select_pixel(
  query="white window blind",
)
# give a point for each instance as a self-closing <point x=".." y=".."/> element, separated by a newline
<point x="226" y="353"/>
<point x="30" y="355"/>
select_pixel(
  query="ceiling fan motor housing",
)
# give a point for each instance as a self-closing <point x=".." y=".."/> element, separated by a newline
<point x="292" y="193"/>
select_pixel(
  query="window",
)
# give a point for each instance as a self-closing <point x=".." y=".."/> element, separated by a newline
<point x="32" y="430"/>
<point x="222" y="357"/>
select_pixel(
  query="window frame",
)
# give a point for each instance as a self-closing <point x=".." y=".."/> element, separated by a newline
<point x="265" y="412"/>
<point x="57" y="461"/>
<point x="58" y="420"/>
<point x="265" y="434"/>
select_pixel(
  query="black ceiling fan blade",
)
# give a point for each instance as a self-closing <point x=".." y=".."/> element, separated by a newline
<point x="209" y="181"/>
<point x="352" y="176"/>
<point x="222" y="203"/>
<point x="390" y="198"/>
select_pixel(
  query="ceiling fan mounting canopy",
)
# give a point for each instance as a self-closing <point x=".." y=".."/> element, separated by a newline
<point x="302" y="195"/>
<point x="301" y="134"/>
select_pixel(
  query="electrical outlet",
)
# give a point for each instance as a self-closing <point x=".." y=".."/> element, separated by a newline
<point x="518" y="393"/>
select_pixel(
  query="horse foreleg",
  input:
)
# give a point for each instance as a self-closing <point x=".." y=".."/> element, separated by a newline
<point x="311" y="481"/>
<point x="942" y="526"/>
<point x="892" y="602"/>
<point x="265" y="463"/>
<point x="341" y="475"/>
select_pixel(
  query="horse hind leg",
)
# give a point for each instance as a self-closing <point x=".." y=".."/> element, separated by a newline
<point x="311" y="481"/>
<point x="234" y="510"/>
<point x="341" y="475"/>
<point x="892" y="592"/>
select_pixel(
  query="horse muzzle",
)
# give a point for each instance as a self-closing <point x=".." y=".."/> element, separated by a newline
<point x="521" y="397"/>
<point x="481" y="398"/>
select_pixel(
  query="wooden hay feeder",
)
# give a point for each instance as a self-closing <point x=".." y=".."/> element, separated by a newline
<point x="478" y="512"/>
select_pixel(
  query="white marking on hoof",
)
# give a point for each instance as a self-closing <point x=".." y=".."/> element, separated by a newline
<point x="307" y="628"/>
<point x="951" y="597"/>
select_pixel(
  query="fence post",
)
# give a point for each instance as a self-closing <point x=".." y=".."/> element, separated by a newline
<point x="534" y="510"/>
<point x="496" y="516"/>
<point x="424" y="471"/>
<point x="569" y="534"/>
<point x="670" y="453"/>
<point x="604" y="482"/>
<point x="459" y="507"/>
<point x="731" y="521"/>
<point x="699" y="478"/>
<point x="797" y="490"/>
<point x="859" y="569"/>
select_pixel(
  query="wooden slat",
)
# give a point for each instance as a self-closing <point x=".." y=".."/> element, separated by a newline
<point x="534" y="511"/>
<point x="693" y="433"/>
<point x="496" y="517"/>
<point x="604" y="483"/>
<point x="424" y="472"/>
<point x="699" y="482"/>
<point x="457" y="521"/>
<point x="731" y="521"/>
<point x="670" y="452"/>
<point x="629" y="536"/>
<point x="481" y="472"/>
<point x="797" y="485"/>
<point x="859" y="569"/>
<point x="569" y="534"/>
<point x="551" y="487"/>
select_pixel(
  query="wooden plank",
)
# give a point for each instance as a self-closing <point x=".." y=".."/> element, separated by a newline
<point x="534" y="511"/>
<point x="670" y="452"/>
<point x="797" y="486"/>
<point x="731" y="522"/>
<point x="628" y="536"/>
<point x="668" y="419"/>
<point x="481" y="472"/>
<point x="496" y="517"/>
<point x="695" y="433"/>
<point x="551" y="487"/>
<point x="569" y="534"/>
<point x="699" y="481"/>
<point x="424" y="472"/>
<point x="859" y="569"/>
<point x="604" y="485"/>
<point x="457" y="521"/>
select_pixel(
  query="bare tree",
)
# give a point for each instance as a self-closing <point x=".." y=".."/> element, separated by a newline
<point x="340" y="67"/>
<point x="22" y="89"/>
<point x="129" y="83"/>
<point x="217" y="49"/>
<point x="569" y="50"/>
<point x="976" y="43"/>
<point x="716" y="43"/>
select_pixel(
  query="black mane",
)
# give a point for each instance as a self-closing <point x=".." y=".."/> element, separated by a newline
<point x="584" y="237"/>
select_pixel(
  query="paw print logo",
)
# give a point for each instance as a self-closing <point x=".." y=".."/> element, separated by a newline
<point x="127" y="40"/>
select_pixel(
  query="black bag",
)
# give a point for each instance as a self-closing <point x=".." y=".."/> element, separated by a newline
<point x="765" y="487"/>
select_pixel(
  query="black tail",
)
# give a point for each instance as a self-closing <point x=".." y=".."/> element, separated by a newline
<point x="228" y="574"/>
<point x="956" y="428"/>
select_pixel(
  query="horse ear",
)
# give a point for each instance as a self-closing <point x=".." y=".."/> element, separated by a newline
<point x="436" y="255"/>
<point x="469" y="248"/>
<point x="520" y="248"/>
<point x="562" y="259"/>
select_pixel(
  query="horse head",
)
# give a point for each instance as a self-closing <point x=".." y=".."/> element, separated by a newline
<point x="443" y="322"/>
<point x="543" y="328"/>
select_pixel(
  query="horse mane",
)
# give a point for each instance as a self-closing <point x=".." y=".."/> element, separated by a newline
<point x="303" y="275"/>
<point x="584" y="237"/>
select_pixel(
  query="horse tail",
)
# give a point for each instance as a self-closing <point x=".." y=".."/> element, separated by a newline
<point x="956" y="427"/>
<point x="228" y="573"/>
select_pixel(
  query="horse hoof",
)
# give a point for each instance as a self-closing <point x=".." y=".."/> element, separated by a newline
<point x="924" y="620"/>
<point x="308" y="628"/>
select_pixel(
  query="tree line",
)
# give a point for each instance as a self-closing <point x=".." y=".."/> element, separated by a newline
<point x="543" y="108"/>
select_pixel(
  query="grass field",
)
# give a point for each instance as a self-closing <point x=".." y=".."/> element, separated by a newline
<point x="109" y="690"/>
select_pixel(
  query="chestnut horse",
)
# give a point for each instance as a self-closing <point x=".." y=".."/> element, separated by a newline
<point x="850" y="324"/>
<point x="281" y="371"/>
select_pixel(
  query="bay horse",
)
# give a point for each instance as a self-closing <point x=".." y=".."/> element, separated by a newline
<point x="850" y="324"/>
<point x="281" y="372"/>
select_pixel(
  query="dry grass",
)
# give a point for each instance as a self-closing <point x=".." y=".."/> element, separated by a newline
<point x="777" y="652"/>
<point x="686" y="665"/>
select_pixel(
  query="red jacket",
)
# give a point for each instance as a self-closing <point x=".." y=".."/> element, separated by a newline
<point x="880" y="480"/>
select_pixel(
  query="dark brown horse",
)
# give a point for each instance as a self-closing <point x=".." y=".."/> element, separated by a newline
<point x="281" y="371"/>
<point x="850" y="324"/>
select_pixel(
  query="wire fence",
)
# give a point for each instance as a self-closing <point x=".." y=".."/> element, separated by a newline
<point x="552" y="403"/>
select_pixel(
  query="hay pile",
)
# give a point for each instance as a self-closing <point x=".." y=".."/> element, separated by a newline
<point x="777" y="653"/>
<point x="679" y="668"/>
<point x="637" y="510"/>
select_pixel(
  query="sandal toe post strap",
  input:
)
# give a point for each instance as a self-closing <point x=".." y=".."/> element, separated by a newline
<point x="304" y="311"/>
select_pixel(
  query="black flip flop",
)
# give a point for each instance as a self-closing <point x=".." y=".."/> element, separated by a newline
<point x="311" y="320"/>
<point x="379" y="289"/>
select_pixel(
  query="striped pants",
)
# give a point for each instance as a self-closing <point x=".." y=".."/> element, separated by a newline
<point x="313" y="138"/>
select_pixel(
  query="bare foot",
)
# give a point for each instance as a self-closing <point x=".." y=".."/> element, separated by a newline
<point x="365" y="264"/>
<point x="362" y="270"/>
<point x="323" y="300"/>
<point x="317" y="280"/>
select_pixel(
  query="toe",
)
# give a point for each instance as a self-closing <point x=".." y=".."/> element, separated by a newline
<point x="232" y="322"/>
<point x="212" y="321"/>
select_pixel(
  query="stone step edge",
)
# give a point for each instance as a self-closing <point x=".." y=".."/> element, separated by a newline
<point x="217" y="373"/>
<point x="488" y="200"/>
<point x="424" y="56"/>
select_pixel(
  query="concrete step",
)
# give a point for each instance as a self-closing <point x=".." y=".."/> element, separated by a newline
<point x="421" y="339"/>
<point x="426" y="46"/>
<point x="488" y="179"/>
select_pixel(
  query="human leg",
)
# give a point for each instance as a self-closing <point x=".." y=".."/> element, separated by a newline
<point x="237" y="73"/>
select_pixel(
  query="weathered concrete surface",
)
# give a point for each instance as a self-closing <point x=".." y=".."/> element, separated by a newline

[THE PROBLEM] Look for the word "horse" throughout the material above and copy every line that has it.

[ANSWER TO THIS TASK]
  query="horse foreleg",
  query="horse hind leg",
  query="horse muzzle",
  query="horse ear",
  query="horse head",
  query="horse mane",
  query="horse tail",
  query="horse hoof",
  query="chestnut horse",
  query="bay horse",
  query="dark brown horse",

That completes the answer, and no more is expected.